• WHAT IS BEING ASKED: Please rewrite the records below from the line with "Locate glass base in the frame." to the line with "[459,210,676,391]", keeping every line in that stretch in order. Shift each bounding-box coordinate in them up by 128.

• DATA SUPPLIED:

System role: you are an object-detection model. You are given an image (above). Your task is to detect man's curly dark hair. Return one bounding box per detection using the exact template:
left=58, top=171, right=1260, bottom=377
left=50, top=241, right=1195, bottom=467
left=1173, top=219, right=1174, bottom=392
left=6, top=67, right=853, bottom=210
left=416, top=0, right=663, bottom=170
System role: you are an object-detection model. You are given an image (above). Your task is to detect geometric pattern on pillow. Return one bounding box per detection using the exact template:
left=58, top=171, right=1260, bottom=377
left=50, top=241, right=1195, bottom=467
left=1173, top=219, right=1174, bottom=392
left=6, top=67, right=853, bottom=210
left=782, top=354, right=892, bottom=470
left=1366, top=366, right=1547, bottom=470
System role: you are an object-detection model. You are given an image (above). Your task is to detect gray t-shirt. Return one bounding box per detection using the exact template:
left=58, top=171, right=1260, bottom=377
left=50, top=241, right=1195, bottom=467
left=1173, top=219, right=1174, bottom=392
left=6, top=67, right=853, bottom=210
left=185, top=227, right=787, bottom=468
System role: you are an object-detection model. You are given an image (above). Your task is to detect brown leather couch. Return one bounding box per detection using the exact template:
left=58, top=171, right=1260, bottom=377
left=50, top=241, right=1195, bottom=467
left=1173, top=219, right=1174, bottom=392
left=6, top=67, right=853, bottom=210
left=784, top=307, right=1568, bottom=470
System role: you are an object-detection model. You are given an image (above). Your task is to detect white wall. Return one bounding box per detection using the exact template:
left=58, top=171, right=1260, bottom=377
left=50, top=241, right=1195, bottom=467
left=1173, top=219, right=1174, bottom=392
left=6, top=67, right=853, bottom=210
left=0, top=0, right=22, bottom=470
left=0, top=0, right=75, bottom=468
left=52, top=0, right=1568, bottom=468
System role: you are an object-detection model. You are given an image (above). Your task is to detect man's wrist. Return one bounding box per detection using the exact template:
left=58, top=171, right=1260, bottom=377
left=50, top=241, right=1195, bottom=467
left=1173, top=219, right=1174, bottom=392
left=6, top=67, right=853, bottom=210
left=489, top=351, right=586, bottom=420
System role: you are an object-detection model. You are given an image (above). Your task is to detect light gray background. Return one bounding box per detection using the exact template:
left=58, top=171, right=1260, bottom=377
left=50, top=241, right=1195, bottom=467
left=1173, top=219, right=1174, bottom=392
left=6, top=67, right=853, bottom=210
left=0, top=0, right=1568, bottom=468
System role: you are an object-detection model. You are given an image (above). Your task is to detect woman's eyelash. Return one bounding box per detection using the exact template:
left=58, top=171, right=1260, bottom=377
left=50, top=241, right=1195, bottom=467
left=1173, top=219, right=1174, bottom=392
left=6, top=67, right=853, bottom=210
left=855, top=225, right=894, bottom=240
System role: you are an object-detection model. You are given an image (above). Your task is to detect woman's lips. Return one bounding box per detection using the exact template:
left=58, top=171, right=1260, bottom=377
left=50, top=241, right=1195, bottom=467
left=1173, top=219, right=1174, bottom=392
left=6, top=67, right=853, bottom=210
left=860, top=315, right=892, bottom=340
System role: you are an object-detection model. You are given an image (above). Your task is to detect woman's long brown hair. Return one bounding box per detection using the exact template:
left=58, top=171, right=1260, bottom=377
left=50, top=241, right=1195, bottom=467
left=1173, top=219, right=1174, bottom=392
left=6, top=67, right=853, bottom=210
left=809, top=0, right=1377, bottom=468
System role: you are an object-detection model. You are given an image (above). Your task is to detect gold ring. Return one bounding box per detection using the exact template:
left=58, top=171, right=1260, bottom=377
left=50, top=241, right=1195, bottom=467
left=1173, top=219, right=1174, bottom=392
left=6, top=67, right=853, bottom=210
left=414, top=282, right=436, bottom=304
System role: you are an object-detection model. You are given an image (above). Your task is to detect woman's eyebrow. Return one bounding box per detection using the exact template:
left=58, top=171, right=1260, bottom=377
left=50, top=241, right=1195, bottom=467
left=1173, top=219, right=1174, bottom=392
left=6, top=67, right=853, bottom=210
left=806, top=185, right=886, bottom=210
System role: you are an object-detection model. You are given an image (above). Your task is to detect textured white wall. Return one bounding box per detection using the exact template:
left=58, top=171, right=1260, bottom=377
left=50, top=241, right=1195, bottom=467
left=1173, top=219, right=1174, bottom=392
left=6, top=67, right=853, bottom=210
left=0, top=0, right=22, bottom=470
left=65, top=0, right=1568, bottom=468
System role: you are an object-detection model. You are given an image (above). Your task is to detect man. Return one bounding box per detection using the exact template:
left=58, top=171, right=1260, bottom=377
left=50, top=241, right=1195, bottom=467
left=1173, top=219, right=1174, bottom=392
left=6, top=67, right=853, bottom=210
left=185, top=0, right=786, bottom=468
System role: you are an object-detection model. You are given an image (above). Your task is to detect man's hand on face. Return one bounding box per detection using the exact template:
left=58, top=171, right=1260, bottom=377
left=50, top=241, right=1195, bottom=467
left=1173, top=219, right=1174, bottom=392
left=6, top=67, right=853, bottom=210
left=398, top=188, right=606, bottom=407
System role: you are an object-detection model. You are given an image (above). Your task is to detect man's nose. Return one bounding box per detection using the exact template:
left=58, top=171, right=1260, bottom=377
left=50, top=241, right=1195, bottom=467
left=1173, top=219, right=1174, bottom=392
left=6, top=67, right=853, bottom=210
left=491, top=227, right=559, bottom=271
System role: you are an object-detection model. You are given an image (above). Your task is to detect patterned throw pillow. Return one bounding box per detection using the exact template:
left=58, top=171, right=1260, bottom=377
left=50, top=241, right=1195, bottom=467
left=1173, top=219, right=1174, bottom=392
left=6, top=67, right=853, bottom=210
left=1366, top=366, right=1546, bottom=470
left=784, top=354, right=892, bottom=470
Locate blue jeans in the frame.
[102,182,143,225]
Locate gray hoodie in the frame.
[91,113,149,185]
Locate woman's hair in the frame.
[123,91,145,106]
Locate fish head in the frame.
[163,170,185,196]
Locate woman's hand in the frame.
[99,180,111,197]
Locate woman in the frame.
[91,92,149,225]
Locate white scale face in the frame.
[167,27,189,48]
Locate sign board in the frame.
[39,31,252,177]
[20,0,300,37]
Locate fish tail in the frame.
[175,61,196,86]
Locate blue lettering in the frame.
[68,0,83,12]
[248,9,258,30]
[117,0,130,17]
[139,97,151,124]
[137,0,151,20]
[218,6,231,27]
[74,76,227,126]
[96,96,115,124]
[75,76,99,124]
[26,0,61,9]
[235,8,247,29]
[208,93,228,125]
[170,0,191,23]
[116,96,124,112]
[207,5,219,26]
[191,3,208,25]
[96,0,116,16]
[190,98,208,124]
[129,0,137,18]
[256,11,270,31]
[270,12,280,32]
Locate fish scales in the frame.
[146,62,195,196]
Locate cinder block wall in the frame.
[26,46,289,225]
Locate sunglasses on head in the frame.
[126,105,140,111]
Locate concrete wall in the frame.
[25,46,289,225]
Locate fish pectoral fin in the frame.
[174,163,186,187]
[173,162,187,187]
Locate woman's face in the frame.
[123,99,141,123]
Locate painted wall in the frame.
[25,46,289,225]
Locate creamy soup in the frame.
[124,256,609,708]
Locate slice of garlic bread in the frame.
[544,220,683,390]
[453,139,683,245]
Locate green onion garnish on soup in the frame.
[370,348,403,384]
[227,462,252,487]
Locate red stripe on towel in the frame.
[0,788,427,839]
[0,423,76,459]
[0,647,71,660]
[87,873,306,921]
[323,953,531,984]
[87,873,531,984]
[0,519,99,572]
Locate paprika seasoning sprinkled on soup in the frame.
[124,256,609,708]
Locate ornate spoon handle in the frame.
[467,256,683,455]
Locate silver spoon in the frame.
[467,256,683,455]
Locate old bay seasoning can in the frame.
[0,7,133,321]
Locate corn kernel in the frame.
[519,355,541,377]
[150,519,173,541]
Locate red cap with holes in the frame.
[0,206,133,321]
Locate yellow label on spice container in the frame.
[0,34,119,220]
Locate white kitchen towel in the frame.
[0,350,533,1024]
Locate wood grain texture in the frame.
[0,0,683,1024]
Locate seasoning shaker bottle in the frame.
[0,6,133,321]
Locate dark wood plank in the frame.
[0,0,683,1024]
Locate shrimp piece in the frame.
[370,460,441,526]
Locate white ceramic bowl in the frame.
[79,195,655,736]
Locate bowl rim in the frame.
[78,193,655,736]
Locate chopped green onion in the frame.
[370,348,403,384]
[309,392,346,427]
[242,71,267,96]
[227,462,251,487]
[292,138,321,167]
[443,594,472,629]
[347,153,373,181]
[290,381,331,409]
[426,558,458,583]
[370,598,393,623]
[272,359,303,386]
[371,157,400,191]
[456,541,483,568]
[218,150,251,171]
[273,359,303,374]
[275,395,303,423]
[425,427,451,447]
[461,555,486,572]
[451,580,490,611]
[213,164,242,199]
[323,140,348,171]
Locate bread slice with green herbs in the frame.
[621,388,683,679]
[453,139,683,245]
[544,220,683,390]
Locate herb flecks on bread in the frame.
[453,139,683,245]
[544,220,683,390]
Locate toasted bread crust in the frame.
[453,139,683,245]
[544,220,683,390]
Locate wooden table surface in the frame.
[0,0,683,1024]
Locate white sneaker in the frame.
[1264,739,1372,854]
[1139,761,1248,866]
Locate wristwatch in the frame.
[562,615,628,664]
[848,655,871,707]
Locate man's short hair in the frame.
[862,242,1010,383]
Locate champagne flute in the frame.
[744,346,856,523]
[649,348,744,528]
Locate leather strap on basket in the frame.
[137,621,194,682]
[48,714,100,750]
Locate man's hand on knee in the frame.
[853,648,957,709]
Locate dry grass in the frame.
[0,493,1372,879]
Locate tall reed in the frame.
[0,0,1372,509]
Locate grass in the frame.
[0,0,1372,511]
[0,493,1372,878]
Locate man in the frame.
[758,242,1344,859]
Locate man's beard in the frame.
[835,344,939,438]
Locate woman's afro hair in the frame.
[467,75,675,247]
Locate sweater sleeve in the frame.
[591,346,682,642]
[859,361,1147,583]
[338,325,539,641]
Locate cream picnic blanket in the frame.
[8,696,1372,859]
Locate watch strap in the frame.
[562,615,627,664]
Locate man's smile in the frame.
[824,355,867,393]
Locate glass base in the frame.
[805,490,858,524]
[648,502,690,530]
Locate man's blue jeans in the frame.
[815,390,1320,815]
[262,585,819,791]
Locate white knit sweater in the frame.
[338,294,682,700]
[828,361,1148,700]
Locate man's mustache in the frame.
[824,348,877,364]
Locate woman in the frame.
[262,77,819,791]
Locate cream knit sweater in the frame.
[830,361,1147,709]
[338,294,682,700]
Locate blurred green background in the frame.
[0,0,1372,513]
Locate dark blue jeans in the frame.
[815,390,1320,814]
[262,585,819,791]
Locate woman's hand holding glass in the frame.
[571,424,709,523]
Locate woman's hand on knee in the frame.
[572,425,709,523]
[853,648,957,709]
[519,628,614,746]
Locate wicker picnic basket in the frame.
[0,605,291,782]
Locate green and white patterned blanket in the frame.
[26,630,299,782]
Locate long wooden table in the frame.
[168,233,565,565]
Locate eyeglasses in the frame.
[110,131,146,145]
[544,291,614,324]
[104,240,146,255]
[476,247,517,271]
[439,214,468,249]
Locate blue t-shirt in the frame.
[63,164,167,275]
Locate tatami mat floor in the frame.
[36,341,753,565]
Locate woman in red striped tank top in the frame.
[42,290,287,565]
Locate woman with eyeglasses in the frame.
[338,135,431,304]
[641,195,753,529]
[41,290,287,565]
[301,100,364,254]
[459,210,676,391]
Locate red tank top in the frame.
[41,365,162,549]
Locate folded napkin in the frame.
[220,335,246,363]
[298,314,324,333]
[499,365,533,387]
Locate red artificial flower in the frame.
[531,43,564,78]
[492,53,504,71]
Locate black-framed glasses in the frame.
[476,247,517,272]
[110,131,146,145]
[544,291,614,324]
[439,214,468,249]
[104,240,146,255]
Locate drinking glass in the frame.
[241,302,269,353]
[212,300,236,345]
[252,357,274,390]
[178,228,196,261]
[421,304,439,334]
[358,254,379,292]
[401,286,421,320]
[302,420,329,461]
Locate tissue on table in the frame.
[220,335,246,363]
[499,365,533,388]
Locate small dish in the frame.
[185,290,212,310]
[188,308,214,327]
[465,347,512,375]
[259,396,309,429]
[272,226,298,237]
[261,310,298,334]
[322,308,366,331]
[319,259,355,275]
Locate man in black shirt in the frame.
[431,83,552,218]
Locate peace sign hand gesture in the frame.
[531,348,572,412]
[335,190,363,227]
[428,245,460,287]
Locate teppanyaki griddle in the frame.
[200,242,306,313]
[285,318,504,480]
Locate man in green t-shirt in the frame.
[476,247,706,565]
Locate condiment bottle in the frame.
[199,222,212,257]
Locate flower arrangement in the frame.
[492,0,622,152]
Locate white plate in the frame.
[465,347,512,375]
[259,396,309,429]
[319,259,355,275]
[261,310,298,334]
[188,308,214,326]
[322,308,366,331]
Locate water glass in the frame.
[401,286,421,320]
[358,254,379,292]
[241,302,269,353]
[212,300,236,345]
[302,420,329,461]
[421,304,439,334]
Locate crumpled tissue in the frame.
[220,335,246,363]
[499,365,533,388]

• RESPONSE:
Locate glass base in the frame.
[933,618,986,652]
[776,630,818,658]
Locate man's blue jeans in the frame.
[943,518,1448,943]
[390,713,947,919]
Locate white knit sweater in the frame.
[466,422,810,828]
[956,489,1276,828]
Locate man's mustache in the frame.
[952,476,1005,492]
Locate woman in the frame.
[390,205,947,919]
Locate cream knit sweater in the frame.
[958,489,1275,837]
[466,422,810,828]
Locate blurred green background in the frame.
[128,128,1500,641]
Locate dark blue jeans in the frame.
[943,518,1448,942]
[390,713,947,919]
Locate woman's hand holding glass in the frame.
[699,552,837,651]
Locate woman's hand on knee in the frame.
[700,553,837,651]
[981,776,1085,837]
[647,756,742,874]
Locate wicker picnic basket in the frame.
[128,733,419,910]
Locate green and white patterned blanket in the frame.
[154,758,427,910]
Locate long wooden table in the frame.
[296,361,693,693]
Locate eyeglasses in the frame.
[238,259,274,273]
[672,419,742,452]
[232,368,274,383]
[604,375,645,399]
[567,342,596,377]
Locate blue t-shirt in the frame.
[191,292,295,403]
Locate tatami mat floor in the frame.
[164,469,881,693]
Locate woman in red striped tank top in the frame.
[170,418,415,693]
Locate woman with eyeglasses in the frame.
[466,263,559,432]
[769,323,881,657]
[169,418,415,693]
[429,228,492,382]
[587,338,804,519]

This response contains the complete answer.